SOURCE:
— begin —
Prep tools and ingredients
Start with preheating your oven to 425 degrees and line or grease a large baking sheet. This is just to prevent sticking, so feel free to line it with silicone, parchment paper, aluminum foil, or wax paper. Turn the cleaned, hollowed-out mushroom caps top-side down on the prepared baking sheet. Brush the mushrooms with avocado oil, then set aside.
In a small bowl, stir together the garlic powder, Italian seasoning, and salt. Sprinkle this seasoning mixture over the mushrooms evenly.
Fill mushrooms
Spoon two tablespoons of pesto sauce into each mushroom, then top the pesto with 1/4 cup of cheese. Arrange the chopped sundried tomatoes on top of the cheese, then repeat until all mushrooms are filled.
Tip: These can be quite delicate, so you want to be really gentle with them. If the sides of the mushrooms break off, the cheesy pesto filling may ooze out of the mushrooms while cooking.
Bake stuffed mushrooms
Place the pan in the preheated oven and cook the mushrooms for 12-14 minutes or until the mushrooms are softened and the cheese is melted through. Garnish with the chopped basil and serve.
Tip: If you prefer your cheese browned and bubbly, you may want to broil them for the last minute or so.
— end —
DATA LINES:
— begin —
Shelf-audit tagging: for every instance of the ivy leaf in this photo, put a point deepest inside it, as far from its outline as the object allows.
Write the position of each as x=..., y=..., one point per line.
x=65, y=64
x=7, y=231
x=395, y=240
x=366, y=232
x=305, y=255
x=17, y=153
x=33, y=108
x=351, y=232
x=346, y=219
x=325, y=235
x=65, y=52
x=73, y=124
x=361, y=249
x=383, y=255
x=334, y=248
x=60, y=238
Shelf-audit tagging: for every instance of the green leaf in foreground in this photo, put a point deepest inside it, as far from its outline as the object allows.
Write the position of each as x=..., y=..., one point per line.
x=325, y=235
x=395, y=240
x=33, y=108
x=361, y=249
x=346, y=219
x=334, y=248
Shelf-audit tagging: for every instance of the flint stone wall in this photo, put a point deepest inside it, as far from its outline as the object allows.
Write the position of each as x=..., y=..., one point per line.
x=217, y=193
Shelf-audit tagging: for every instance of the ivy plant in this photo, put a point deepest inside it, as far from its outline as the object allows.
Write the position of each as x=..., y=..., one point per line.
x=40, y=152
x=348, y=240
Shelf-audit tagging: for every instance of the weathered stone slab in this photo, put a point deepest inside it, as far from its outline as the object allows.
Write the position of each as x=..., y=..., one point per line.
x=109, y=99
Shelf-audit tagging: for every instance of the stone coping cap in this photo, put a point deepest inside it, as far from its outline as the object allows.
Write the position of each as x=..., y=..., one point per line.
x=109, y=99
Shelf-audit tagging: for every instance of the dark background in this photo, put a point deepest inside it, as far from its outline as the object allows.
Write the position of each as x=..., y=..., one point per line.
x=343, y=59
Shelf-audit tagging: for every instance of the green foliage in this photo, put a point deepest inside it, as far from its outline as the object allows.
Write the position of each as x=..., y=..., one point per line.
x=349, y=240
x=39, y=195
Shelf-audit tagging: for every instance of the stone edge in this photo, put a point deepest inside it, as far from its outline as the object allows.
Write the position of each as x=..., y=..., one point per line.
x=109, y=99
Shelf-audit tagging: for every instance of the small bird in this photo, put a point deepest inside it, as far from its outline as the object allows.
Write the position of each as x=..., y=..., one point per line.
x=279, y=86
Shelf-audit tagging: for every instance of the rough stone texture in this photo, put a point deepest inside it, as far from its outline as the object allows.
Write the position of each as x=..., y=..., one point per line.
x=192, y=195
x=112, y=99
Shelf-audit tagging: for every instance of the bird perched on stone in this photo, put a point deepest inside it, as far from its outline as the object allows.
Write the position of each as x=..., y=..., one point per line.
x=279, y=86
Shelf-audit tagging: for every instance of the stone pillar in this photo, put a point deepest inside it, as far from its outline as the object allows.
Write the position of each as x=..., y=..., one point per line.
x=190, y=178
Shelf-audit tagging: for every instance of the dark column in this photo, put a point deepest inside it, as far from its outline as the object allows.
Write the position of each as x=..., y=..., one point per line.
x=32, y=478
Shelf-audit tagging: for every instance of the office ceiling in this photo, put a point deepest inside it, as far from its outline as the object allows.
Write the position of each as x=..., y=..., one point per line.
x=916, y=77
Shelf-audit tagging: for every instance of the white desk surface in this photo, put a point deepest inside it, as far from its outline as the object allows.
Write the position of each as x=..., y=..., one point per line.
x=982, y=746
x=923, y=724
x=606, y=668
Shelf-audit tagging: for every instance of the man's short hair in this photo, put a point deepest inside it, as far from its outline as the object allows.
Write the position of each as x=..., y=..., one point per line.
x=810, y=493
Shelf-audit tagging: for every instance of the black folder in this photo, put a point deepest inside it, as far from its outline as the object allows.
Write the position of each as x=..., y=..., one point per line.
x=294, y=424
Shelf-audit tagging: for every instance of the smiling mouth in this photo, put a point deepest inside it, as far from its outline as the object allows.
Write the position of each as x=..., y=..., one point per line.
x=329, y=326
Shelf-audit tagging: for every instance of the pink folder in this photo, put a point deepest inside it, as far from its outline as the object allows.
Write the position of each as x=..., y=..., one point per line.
— end —
GIVEN INSTRUCTION 1:
Using the stuffed mushroom recipe, answer these questions:
(a) To what temperature should the oven be preheated?
(b) How much pesto sauce goes into each mushroom?
(c) How long should the mushrooms bake?
GIVEN INSTRUCTION 2: From the stuffed mushroom recipe, quote the stretch from "Bake stuffed mushrooms" through "basil and serve.".

TASK RESPONSE 1:
(a) 425 degrees
(b) Two tablespoons
(c) 12-14 minutes, or until the mushrooms are softened and the cheese is melted through

TASK RESPONSE 2:
Bake stuffed mushrooms
Place the pan in the preheated oven and cook the mushrooms for 12-14 minutes or until the mushrooms are softened and the cheese is melted through. Garnish with the chopped basil and serve.